═══ Entries provided ═══

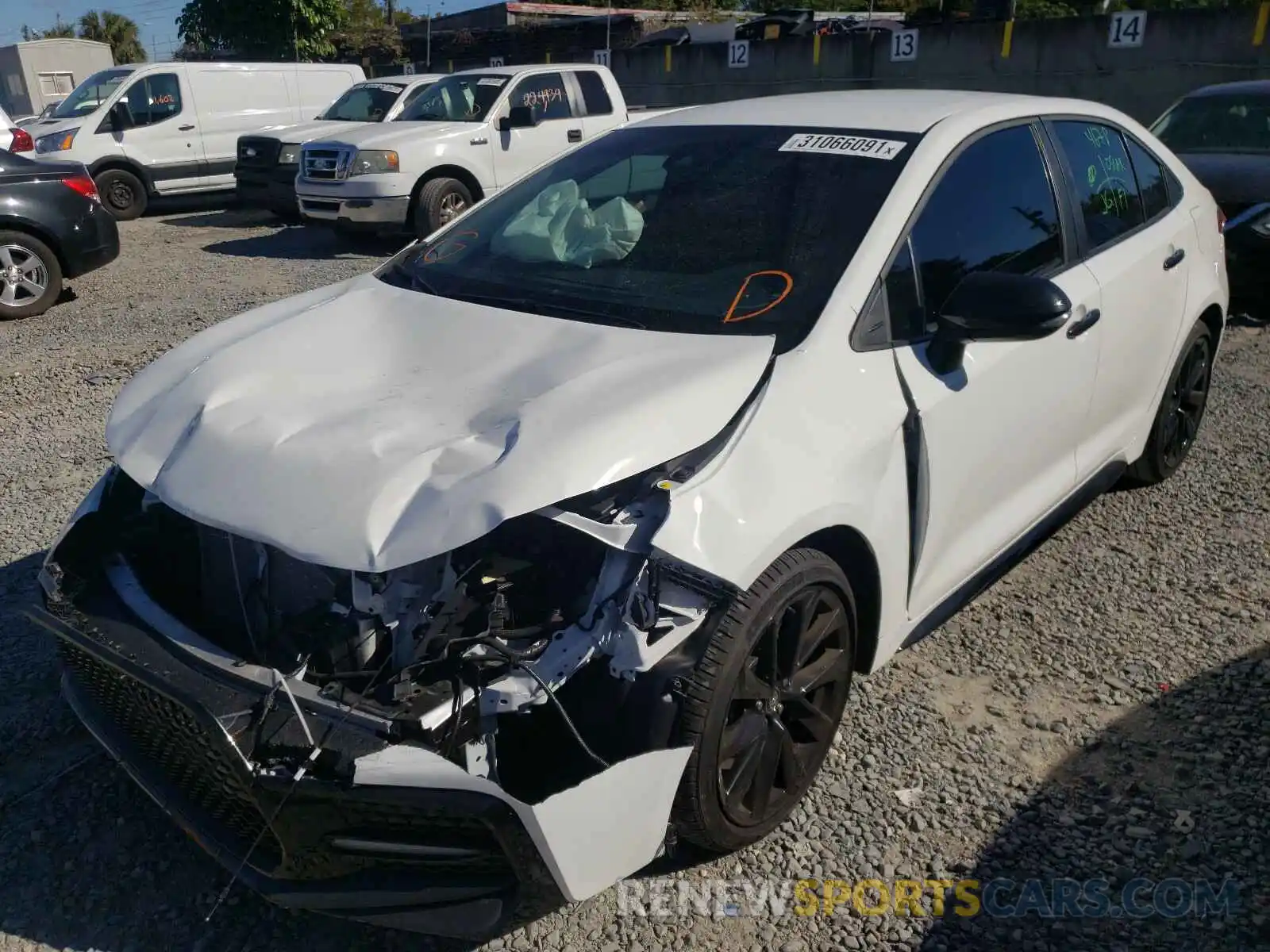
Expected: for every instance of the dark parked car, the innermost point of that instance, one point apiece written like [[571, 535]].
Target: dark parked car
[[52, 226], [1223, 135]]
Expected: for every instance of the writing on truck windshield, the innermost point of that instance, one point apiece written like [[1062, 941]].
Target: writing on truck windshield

═══
═══ Entries provided ═══

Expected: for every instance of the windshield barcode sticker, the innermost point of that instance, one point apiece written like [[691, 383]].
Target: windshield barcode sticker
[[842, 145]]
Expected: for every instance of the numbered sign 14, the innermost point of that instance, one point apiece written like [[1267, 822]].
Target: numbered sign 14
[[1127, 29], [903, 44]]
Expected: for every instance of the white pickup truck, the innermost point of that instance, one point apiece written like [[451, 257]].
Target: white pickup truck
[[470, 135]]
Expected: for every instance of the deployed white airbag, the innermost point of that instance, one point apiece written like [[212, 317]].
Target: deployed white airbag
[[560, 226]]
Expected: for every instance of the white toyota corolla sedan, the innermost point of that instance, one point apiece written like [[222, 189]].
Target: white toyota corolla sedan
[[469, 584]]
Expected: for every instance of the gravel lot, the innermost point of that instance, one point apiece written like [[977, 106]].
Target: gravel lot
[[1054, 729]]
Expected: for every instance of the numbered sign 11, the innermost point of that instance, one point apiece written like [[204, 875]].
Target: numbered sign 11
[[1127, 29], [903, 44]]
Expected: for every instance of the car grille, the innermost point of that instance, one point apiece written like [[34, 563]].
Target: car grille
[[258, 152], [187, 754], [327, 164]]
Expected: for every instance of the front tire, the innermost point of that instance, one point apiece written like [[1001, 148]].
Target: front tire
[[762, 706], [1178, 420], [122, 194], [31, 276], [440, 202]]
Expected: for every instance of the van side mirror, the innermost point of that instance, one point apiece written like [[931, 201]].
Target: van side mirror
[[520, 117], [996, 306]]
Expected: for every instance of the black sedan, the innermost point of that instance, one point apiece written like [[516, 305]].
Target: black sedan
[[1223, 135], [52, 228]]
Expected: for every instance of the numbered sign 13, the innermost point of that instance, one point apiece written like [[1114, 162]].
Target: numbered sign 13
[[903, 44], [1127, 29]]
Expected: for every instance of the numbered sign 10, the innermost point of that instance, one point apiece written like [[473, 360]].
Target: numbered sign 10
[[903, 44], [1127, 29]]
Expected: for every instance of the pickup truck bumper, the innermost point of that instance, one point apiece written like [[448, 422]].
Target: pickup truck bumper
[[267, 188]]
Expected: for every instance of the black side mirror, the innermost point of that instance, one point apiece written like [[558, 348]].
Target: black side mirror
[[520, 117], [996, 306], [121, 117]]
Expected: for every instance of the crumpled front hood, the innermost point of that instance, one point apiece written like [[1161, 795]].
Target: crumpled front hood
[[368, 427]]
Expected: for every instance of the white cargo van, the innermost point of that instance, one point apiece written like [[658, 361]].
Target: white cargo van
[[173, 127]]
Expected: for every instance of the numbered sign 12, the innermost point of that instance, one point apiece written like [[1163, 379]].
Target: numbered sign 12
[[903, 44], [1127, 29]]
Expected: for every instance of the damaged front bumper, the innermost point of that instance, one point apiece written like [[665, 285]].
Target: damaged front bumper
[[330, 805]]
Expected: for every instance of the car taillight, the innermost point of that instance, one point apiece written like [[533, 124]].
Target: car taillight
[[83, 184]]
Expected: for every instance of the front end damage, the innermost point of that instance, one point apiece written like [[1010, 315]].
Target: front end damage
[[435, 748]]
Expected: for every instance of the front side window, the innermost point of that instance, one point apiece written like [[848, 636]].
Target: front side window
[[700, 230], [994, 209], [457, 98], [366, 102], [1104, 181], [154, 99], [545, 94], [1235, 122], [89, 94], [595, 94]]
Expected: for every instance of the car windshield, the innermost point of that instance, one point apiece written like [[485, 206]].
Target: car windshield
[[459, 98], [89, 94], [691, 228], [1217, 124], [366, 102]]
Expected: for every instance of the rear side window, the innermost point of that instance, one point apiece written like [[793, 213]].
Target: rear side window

═══

Brief: Give back precisely the lines above that start at the line containing "Expected: for every instance of the damaged" and end at the line containing "Expected: for every instance of the front side", inclusive. No other lines belong in the output.

Response below:
Expected: for every instance of the damaged front bumper, the innermost point of that instance, one point apiece written like [[665, 285]].
Target: damaged front bumper
[[330, 805]]
Expected: for every instance of the car taillight, the innermost point of that instance, one point apiece written like [[533, 124]].
Target: car taillight
[[83, 184]]
Expected: for every instance of the front end damage, the innermost point of that instance, one point apiece written like [[1010, 315]].
Target: front end damage
[[435, 748]]
Expected: for every instance of the front side window, the innermost point of that instance, one point apiece written like [[848, 636]].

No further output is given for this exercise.